- **WHAT YOU WILL DO**:
Where a line holds the word "wire", copy that line from the data below.

- **ENTRIES SUPPLIED**:
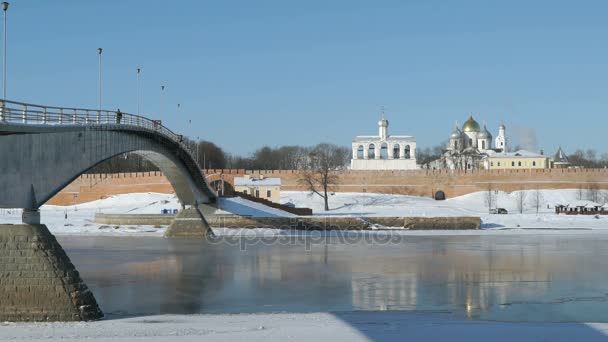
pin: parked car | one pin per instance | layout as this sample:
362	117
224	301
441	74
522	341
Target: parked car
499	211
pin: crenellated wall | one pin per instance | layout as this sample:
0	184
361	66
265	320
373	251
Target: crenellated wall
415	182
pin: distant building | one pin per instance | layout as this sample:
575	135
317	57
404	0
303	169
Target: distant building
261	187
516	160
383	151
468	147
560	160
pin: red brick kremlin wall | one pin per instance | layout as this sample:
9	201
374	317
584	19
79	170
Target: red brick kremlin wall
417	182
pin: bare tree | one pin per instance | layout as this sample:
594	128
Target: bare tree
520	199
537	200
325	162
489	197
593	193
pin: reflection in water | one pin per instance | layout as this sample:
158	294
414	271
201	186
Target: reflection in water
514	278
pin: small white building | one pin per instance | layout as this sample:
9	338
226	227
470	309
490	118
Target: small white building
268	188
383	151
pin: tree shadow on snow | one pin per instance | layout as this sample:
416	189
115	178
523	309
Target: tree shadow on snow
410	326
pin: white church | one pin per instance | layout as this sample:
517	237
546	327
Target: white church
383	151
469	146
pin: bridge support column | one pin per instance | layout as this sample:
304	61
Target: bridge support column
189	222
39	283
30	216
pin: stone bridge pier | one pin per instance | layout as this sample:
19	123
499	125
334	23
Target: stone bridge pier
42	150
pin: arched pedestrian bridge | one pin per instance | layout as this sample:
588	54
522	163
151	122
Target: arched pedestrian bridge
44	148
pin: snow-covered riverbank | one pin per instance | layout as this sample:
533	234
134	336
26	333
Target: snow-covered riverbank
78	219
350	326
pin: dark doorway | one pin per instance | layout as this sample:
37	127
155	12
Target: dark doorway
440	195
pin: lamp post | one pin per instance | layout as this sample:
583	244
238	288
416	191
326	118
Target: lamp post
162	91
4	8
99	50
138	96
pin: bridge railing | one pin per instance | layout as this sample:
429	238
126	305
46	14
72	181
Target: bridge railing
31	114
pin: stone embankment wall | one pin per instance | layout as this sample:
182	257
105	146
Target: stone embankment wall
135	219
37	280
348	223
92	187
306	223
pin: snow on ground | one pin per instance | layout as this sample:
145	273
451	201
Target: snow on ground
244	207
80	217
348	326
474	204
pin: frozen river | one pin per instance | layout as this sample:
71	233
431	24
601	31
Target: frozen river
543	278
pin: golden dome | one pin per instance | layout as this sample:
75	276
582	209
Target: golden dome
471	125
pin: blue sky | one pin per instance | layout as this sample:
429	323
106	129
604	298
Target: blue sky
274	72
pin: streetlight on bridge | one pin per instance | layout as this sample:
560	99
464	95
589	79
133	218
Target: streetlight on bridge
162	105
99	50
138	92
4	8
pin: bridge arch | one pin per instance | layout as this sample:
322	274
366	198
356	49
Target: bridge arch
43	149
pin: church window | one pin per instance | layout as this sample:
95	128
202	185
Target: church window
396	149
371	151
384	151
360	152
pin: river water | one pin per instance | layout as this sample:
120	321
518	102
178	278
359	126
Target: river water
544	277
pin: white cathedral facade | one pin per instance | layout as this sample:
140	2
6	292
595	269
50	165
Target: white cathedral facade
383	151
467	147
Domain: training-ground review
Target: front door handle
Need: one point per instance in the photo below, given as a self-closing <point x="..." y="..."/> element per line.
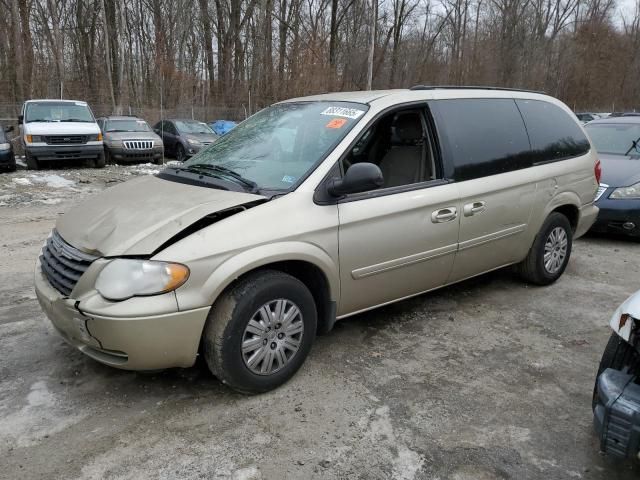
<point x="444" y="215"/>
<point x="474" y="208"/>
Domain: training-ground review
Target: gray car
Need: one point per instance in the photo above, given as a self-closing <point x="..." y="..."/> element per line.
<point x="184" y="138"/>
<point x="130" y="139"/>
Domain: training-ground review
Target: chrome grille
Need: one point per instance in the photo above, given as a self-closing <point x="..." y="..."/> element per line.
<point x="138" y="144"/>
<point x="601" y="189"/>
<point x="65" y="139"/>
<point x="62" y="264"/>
...
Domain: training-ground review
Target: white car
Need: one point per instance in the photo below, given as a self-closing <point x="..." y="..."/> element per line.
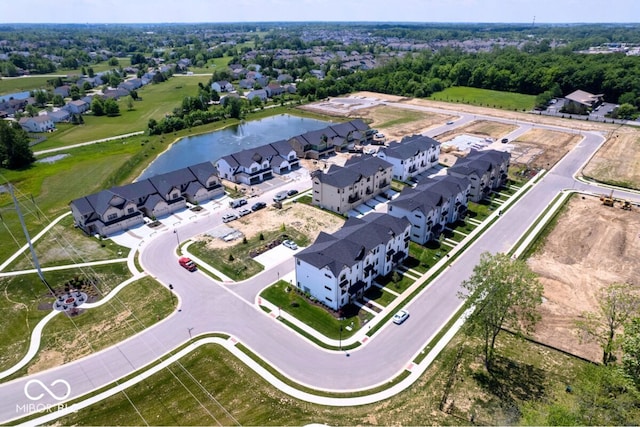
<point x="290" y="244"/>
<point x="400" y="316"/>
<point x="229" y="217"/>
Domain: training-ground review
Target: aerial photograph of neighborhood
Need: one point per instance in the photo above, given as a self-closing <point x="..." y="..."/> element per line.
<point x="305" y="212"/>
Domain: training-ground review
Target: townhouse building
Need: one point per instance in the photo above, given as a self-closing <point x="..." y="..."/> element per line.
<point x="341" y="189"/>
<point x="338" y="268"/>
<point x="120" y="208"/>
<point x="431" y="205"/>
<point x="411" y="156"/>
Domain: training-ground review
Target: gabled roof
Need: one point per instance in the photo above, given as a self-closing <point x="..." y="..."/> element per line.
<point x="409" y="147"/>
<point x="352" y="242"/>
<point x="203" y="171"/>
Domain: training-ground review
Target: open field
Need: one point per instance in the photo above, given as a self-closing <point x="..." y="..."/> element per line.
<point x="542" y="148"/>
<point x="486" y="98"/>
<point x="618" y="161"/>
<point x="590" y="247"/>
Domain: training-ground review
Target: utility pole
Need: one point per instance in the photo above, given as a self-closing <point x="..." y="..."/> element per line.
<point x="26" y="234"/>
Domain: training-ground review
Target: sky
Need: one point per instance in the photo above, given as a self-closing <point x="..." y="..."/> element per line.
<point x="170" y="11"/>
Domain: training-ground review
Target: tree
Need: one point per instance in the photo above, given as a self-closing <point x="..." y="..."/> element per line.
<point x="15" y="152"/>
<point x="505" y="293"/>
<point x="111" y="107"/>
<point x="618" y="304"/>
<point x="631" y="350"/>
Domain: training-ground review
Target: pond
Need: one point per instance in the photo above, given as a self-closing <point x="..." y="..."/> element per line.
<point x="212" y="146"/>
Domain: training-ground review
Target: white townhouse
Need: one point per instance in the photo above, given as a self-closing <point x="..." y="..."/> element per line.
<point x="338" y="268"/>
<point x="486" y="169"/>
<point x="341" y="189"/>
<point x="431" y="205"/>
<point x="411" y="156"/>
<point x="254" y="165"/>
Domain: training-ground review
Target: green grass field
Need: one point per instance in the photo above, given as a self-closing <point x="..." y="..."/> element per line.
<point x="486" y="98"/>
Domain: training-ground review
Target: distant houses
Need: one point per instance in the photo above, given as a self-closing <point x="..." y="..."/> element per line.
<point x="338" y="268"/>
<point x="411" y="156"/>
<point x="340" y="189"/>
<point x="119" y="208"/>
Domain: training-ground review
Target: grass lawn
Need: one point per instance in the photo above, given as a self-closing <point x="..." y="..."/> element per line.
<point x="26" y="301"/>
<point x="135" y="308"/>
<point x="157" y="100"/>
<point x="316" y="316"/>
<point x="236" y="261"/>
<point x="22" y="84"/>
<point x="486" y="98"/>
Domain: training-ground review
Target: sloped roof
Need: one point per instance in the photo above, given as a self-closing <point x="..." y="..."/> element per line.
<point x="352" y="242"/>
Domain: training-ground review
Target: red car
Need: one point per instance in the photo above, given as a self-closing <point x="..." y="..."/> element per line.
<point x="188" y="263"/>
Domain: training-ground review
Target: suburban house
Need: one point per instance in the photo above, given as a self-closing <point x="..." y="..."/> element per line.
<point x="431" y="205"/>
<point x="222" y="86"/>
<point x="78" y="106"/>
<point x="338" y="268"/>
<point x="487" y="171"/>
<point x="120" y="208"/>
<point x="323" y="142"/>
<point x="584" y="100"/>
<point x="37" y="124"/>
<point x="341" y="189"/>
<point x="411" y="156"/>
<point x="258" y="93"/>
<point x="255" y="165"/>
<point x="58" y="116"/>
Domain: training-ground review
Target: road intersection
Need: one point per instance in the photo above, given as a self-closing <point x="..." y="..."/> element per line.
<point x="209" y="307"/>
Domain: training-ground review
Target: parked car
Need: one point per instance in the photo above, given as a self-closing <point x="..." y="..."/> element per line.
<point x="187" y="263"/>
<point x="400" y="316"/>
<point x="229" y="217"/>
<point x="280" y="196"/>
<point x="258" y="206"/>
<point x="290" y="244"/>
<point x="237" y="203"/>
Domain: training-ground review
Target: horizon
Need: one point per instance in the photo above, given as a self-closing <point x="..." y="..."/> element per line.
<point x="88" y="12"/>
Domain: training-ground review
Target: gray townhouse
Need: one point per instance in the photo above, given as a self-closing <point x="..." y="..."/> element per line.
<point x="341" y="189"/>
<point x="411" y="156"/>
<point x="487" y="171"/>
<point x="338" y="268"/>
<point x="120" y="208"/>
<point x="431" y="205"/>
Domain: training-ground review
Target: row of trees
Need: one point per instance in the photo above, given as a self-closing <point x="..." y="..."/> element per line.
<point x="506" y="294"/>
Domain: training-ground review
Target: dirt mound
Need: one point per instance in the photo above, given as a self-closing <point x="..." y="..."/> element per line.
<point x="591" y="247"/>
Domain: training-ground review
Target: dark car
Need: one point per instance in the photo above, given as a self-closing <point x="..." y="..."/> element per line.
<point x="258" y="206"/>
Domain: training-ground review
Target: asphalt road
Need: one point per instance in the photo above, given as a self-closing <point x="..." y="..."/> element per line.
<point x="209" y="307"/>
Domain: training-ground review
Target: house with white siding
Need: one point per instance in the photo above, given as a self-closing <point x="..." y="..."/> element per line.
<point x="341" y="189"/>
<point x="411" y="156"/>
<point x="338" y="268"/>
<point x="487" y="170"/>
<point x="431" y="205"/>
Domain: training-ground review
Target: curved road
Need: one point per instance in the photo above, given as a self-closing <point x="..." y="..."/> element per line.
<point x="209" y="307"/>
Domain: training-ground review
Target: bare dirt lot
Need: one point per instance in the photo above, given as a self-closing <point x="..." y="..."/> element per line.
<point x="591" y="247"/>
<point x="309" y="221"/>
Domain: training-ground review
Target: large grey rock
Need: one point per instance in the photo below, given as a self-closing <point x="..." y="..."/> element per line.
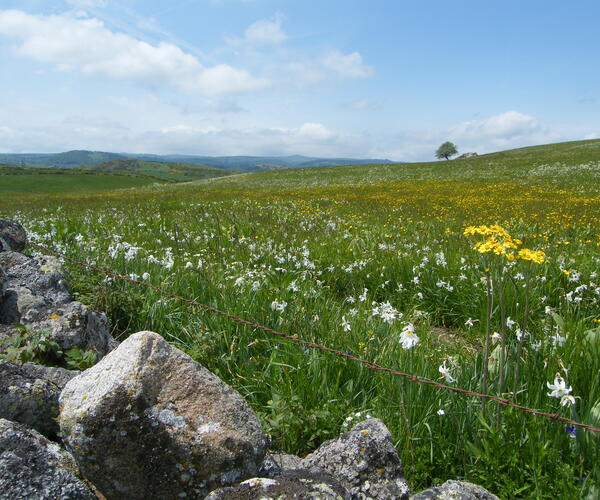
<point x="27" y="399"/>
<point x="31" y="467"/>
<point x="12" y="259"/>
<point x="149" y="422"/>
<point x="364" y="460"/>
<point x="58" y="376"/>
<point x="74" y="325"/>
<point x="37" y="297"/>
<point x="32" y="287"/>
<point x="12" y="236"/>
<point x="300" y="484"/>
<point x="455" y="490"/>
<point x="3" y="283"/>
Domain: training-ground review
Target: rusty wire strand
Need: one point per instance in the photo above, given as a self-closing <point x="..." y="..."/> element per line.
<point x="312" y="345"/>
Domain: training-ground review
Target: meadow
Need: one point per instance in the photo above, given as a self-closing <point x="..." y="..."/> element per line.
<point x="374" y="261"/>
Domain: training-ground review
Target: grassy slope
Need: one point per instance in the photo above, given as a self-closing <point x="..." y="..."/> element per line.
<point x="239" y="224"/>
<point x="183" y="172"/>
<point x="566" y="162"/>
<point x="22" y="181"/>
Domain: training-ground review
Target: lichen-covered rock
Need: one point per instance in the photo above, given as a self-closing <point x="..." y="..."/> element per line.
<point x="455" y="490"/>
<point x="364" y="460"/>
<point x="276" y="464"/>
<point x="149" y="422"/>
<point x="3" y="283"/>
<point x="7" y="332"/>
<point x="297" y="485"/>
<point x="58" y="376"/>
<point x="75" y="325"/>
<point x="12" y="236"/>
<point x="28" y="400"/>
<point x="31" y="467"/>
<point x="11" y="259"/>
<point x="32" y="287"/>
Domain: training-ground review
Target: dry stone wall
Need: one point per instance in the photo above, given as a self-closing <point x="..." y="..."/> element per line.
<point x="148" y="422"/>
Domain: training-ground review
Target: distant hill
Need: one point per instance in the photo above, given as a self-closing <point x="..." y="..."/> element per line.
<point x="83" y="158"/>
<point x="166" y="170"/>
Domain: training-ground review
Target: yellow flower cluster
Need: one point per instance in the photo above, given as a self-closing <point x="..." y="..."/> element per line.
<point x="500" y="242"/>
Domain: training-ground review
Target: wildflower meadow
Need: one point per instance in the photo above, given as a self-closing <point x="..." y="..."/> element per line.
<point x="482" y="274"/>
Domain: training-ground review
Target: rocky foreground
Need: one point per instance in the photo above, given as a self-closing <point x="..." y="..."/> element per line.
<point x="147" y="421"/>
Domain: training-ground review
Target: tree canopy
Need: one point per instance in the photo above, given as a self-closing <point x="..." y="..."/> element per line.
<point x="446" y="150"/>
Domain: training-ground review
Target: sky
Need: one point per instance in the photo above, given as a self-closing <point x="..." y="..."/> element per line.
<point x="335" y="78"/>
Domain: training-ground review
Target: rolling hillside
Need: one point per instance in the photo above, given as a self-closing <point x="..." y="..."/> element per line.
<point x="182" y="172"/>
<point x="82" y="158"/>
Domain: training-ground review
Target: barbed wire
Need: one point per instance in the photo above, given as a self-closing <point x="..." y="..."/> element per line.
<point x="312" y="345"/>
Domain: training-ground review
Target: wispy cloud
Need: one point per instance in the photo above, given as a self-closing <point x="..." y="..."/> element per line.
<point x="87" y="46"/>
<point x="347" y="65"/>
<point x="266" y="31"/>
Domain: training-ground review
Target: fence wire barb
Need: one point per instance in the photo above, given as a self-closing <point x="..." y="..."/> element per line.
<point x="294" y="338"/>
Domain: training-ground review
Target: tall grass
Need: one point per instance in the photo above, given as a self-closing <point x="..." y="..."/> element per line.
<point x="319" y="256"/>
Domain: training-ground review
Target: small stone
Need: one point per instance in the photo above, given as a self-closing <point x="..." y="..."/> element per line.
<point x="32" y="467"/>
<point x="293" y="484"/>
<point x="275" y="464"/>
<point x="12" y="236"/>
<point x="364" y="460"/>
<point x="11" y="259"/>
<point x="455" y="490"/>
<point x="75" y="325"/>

- **SOLUTION FOR THIS EXERCISE**:
Target: rusty wire strand
Target: barbed wire
Target: fence wire barb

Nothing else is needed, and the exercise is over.